● **PROMPT**:
Only the run of lines from the one containing "the man's raised" through the last line should be returned, exactly as written.
+++ EXTRACTED MATERIAL +++
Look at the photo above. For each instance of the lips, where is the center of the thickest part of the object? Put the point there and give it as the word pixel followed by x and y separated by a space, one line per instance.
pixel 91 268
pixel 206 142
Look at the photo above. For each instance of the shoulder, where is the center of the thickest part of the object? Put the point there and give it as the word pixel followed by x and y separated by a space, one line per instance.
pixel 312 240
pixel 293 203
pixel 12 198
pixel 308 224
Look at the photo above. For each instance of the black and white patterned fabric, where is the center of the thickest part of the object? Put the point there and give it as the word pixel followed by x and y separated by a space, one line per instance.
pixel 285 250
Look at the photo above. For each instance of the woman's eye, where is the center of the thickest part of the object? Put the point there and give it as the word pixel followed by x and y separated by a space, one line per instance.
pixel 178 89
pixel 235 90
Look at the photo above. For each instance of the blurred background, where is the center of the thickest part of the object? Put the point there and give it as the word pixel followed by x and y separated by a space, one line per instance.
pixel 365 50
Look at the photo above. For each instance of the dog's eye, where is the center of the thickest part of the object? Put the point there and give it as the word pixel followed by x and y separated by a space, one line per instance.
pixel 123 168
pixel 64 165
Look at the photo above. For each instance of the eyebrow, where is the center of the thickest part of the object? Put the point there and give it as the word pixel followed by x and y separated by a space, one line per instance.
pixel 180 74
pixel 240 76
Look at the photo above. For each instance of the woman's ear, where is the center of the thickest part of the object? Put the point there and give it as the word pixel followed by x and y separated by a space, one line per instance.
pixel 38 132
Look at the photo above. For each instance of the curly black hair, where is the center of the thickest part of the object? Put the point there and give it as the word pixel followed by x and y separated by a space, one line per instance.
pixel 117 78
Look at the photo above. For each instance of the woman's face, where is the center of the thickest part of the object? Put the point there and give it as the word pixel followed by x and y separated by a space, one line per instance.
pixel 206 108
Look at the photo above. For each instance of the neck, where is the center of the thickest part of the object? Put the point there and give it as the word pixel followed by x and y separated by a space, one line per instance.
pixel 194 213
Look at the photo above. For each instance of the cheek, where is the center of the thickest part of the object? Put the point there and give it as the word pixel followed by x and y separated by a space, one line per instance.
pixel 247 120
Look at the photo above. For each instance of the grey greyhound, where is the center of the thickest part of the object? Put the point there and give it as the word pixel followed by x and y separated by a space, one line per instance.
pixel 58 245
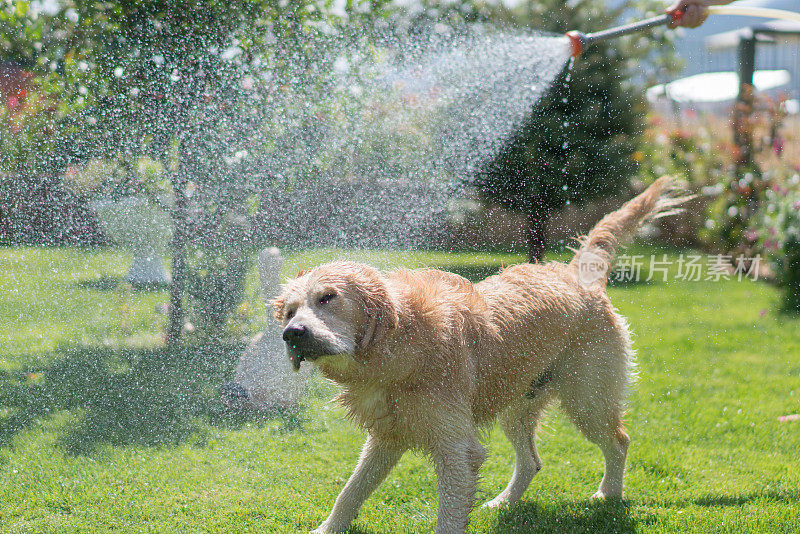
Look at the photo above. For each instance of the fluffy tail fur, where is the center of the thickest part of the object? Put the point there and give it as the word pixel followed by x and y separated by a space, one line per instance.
pixel 661 199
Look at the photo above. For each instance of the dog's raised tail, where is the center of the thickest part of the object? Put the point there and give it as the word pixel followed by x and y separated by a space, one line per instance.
pixel 617 228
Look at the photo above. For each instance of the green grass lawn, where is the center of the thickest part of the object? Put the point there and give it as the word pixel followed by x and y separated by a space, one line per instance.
pixel 101 429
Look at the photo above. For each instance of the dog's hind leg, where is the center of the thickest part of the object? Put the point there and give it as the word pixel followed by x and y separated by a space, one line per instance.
pixel 519 423
pixel 593 394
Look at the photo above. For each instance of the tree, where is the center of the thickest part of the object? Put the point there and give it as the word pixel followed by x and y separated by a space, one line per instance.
pixel 183 83
pixel 578 143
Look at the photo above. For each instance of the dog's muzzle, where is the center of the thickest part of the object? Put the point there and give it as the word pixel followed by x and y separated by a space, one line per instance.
pixel 298 342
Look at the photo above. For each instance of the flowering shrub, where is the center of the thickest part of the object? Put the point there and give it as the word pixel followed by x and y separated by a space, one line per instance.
pixel 781 237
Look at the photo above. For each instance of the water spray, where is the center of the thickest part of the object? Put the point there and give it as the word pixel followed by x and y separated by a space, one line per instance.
pixel 580 41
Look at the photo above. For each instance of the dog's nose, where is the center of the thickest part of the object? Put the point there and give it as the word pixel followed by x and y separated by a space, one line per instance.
pixel 293 333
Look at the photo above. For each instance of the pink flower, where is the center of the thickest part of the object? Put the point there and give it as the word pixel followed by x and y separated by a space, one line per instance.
pixel 777 145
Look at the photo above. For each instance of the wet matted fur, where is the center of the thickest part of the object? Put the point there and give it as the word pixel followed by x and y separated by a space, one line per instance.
pixel 426 358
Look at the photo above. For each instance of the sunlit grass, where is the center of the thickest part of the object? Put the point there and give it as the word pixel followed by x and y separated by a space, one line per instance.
pixel 101 429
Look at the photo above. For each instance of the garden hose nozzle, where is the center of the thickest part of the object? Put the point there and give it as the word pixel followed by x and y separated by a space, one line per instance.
pixel 580 41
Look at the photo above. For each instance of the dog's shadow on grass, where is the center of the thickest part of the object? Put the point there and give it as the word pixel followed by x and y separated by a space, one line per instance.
pixel 147 397
pixel 611 516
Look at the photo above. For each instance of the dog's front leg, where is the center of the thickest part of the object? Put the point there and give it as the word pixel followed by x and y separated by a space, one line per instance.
pixel 376 461
pixel 457 465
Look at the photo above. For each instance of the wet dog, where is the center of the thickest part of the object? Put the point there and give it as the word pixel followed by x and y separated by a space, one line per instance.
pixel 426 358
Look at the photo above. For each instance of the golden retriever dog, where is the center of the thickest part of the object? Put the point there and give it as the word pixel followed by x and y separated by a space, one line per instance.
pixel 426 359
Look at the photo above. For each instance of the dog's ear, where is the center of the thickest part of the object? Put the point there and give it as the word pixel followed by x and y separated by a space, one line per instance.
pixel 381 316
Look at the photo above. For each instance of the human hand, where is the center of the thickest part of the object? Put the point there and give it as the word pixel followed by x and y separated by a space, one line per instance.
pixel 694 12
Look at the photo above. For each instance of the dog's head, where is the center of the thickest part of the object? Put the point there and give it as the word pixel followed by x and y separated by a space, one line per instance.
pixel 334 314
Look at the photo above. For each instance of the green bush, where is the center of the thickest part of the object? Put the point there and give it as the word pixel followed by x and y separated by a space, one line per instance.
pixel 780 237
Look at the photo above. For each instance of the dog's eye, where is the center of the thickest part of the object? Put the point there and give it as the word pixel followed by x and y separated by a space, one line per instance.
pixel 326 298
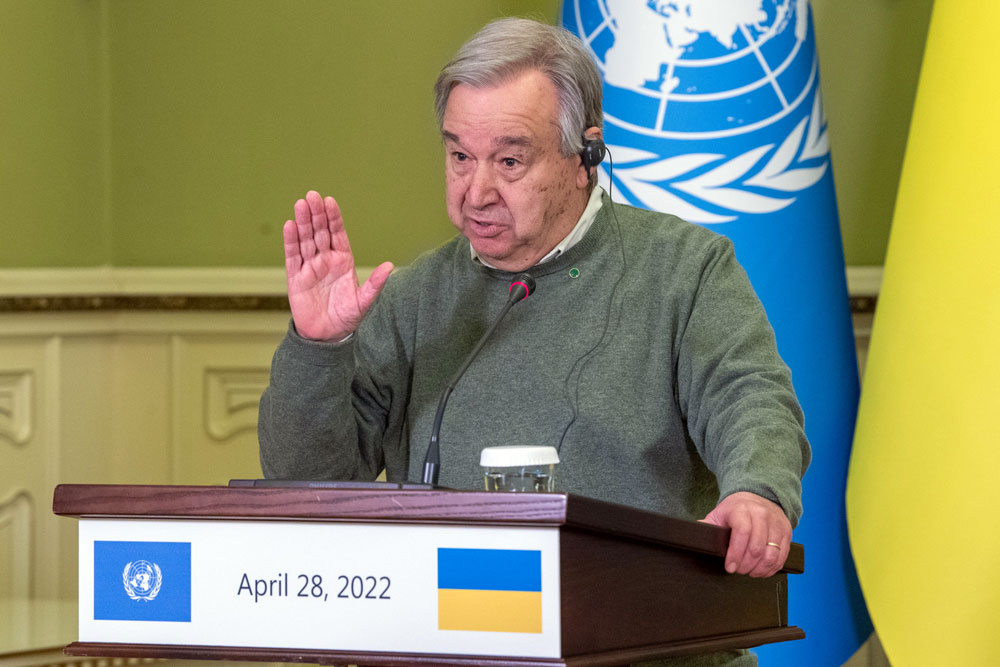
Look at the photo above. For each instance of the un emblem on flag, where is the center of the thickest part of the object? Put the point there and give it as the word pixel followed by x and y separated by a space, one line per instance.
pixel 712 110
pixel 142 580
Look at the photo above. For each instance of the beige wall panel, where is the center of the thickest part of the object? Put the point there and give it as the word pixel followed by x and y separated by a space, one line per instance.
pixel 218 381
pixel 28 467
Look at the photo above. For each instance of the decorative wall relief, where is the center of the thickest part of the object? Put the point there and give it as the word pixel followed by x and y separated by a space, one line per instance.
pixel 231 398
pixel 16 389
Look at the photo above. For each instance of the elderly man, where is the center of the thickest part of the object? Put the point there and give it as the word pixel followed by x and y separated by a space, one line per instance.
pixel 644 356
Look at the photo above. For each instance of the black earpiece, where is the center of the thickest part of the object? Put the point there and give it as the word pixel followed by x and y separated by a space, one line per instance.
pixel 593 152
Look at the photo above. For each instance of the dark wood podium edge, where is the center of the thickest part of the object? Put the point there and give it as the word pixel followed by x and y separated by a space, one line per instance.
pixel 395 506
pixel 605 659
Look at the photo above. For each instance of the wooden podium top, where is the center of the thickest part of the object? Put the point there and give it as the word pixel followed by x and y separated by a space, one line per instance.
pixel 438 506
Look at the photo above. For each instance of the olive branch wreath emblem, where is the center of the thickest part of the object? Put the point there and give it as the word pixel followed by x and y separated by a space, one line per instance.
pixel 130 590
pixel 723 185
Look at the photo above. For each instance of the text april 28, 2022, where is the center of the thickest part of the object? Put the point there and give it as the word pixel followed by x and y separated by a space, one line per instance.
pixel 314 587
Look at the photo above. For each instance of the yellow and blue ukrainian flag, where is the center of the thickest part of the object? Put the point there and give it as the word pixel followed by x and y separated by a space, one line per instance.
pixel 490 590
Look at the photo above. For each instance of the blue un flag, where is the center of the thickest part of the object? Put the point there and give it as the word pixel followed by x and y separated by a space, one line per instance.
pixel 142 581
pixel 713 113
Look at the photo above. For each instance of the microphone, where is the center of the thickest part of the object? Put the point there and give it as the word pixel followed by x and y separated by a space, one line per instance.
pixel 520 289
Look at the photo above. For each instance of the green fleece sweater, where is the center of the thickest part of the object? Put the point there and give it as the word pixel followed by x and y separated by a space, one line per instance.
pixel 643 355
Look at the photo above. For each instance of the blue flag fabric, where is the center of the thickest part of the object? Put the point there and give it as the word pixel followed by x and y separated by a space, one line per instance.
pixel 713 113
pixel 142 581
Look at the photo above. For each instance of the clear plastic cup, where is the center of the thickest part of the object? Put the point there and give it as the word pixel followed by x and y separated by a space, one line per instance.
pixel 519 469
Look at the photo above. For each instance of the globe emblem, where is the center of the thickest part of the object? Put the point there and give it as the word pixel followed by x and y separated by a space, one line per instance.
pixel 712 109
pixel 689 70
pixel 142 580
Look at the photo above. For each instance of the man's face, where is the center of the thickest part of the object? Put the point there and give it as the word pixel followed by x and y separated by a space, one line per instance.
pixel 509 189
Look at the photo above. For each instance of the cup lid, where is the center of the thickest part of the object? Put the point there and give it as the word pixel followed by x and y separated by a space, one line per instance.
pixel 513 456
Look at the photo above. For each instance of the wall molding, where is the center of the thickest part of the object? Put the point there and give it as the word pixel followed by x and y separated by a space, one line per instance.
pixel 107 281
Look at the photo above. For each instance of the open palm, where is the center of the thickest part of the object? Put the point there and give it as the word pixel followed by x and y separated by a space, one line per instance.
pixel 326 301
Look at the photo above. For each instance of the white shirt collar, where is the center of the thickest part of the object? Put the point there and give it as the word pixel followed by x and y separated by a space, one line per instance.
pixel 578 232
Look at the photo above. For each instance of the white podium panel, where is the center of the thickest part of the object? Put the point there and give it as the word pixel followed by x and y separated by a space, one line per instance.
pixel 315 585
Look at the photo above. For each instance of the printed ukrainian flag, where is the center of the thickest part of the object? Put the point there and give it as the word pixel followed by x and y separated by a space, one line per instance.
pixel 490 590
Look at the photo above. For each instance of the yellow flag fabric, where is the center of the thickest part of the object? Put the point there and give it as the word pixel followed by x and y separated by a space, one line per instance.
pixel 923 497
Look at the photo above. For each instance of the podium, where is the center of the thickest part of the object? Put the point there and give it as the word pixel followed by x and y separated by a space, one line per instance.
pixel 392 577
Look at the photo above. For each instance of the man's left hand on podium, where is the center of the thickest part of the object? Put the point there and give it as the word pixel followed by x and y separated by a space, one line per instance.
pixel 761 533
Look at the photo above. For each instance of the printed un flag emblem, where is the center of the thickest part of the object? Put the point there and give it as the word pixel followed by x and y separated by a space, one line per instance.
pixel 711 113
pixel 142 580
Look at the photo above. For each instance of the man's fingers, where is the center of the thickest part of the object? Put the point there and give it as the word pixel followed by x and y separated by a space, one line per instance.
pixel 374 285
pixel 757 544
pixel 772 559
pixel 318 220
pixel 293 258
pixel 739 538
pixel 303 227
pixel 335 226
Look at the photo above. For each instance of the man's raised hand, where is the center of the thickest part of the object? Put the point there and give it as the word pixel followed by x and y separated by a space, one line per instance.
pixel 326 301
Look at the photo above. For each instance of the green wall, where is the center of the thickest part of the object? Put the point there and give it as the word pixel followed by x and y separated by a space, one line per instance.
pixel 53 150
pixel 180 132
+++
● **EXERCISE ANSWER**:
Look at the photo above. For each instance of the man's raised hand, where is the center of the thickest part of the object? Put the point there and give it as the word pixel followed by x and y separated by a space, one line per instance.
pixel 326 301
Look at the photo above. For each instance of the green wall, where is the center of the thickest part of the object? Put the point there and give it as the word pixel followed by x and y separated by a space, one line per instance.
pixel 53 150
pixel 180 132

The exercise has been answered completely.